-- Selected extract --
####
So far we haven't coded anything for storing the Document IDs together with the numidx. It is a binary tree, where one child is smaller, the other one greater than its parent. The value is a list of Document IDs with the same numidx First step is building it up in memory, then creating a CouchDB-like append only version which is written straight to disk.
The in-memory structure looks like that:
-record(node, {
% key is the numidx in out case
key = nil,
% list of Document IDs
value = [],
% child node with a smaller key
lt = nil,
% child node with a bigger key
gt = nil
}).
We define four operations on that data structure: - add: Adding a new item - delete: Deleting an item - lookup: Returns all values with a certain key - range: Returns all values (as a list) that are within a certain key range
I won't go into detail how to code this data structure, but just
present the code. Call the module numidx and add it to the makefile as
explained for couch_httpd_numidx. Note: for details about this
unbalanced binary tree, have a look at Concurrent programming in
Erlang Part I.
####
[Dataset rows on where objects appear]
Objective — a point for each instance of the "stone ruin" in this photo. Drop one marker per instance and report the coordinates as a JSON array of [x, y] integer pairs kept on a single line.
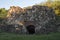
[[34, 20]]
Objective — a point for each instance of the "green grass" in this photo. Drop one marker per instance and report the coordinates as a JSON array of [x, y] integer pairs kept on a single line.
[[10, 36]]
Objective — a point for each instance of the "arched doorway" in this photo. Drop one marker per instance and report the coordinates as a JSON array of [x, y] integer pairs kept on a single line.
[[31, 29]]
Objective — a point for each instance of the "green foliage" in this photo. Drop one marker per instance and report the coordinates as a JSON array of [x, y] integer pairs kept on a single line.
[[10, 36], [3, 14]]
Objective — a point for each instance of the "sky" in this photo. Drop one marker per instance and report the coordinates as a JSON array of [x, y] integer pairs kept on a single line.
[[21, 3]]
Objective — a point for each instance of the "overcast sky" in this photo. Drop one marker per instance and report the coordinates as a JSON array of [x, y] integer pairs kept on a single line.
[[22, 3]]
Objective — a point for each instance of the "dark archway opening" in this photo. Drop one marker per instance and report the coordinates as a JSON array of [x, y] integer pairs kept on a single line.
[[31, 29]]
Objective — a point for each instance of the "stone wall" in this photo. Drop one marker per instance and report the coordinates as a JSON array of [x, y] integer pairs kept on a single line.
[[42, 17]]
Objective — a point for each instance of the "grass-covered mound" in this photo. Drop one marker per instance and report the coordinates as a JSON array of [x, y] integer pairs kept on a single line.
[[10, 36]]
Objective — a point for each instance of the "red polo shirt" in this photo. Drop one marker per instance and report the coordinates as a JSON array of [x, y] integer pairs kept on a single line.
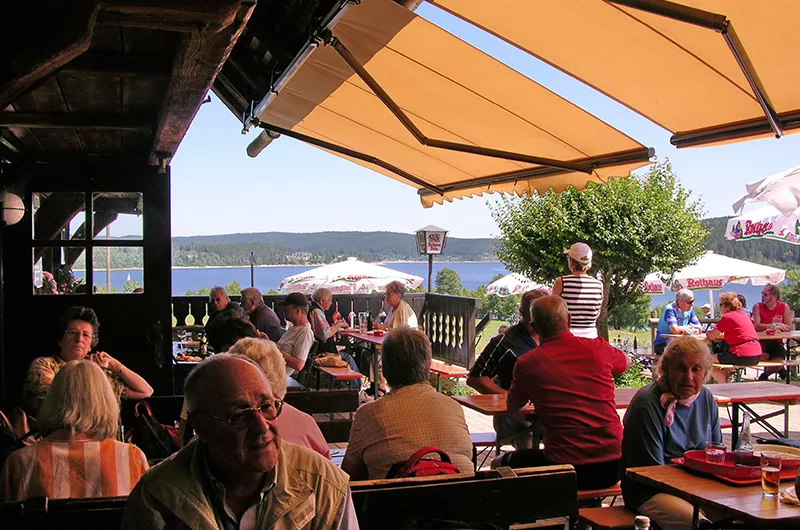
####
-- What is required --
Write the next part of the text on building a binary tree of Document IDs keyed by numidx, starting right after its final sentence. The rows play no part in this work.

-- Reply to the task --
-module(numidx).
-export([add/2, lookup/2, range/2, delete/2]).
-record(node, {
key = nil,
value = [],
lt = nil,
gt = nil
}).
add(nil, {NewDocId, NewNumidx}) ->
#node{key=NewNumidx, value=[NewDocId]};
add(#node{key=Numidx, value=Value}=Node, {NewDocId, Numidx}) ->
Node#node{value=[NewDocId|Value]};
add(#node{key=Numidx}=Node, {_NewDocId, NewNumidx}=NewItem)
when NewNumidx < Numidx ->
NewLt = add(Node#node.lt, NewItem),
Node#node{lt=NewLt};
add(#node{key=Numidx}=Node, {_NewDocId, NewNumidx}=NewItem)
when NewNumidx > Numidx ->
NewGt = add(Node#node.gt, NewItem),
Node#node{gt=NewGt}.
lookup(nil, _SearchKey) ->
[];
lookup(#node{key=Key, value=Value}, Key) ->
Value;
lookup(#node{key=Key, lt=Lt}, SearchKey) when SearchKey < Key->
lookup(Lt, SearchKey);
lookup(#node{key=Key, gt=Gt}, SearchKey) when SearchKey > Key->
lookup(Gt, SearchKey).
range(nil, _Range) ->
[];
range(Node, {From, To}) ->
lists:foldl(fun(Key, Result) ->
[lookup(Node, Key)|Result]
end, [], lists:seq(From, To)).
delete(nil, _) ->
nil;
% Node matches and contains more than one value
delete(#node{key=Numidx, value=Value}=Node, {DelDocId, Numidx})
when length(Value) > 1 ->
Node#node{value=lists:delete(DelDocId, Value)};
% Node matches and has no child nodes
delete(#node{key=Numidx, lt=nil, gt=nil}, {_DelDocId, Numidx}) ->
nil;
% Node matches and has one child (lt)
delete(#node{key=Numidx, lt=Lt, gt=nil}, {_DelDocId, Numidx}) ->
Lt;
% Node matches and has one child (gt)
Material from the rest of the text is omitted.